**Direction A:**
Answer these questions from the forum thread, one per line:
(i) Which two McCulloch models does the original poster need a parts breakdown for?
(ii) What does newz7151 propose doing with the pages instead of mailing photocopies?
(iii) Which eBay seller does ggb715 recommend for old McCullough parts?
**Direction B:** Set down the forum thread word for word, covering everything from "The website lists" down to "rockcrusher402 at Ebay.".
**Direction C:** List every username in the forum thread that appears with a date next to it, and give that date for each.

I know this is an old post, but does anyone know where I can get a parts breakdown for a McCulloch Timber Bear or Eager Beaver?


----------



## Lawnmowertech (Nov 12, 2008)

etbrown4 said:


> I know this is an old post, but does anyone know where I can get a parts breakdown for a McCulloch Timber Bear or Eager Beaver?


yes i can run a photo copy off and send one to you in the us mail 

but could use something for shipping and printer ink


----------



## newz7151 (Oct 15, 2006)

Lawnmowertech said:


> yes i can run a photo copy off and send one to you in the us mail
> 
> but could use something for shipping and printer ink


why not just... scan some of the pages and post them as JPGS?


----------



## sboricic (Oct 10, 2009)

etbrown4 said:


> I know this is an old post, but does anyone know where I can get a parts breakdown for a McCulloch Timber Bear or Eager Beaver?


A while ago, thanks to usmcgrunt, he posted this on the discussion board.
http://www.hobbytalk.com/bbs1/showthread.php?t=324364

The website lists both models of the McCullough. Maybe it would be some help to you.


----------



## ggb715 (Aug 28, 2008)

For old McCullough parts try, rockcrusher402 at Ebay.


----------

**Data section:**

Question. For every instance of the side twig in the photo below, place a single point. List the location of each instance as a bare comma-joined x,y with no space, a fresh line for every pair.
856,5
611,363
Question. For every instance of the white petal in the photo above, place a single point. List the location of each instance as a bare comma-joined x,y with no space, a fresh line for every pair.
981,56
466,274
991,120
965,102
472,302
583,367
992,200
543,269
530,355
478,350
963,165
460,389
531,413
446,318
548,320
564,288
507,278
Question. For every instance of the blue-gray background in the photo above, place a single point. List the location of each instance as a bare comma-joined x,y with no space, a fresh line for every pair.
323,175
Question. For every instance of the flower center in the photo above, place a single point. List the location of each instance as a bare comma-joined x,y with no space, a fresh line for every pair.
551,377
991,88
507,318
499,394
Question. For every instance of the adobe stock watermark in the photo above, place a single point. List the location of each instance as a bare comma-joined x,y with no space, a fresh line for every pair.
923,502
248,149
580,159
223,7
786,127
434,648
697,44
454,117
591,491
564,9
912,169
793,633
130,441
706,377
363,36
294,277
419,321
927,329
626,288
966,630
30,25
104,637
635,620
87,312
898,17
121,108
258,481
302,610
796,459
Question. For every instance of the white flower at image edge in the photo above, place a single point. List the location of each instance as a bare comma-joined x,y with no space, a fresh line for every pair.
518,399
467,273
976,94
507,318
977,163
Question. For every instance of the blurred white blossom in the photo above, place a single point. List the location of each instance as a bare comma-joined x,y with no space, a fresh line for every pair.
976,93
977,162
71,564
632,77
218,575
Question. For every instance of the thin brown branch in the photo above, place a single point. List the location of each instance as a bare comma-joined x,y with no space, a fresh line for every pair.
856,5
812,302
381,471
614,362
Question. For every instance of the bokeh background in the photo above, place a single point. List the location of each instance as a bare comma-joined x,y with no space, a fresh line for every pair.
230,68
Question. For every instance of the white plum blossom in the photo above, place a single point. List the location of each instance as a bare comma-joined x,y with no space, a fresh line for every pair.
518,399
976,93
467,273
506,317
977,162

**Worked answer A:**
(i) The Timber Bear and the Eager Beaver.
(ii) Scanning some of the pages and posting them as JPGs.
(iii) rockcrusher402.

**Worked answer B:**
The website lists both models of the McCullough. Maybe it would be some help to you.


----------



## ggb715 (Aug 28, 2008)

For old McCullough parts try, rockcrusher402 at Ebay.

**Worked answer C:**
- Lawnmowertech: Nov 12, 2008
- newz7151: Oct 15, 2006
- sboricic: Oct 10, 2009
- ggb715: Aug 28, 2008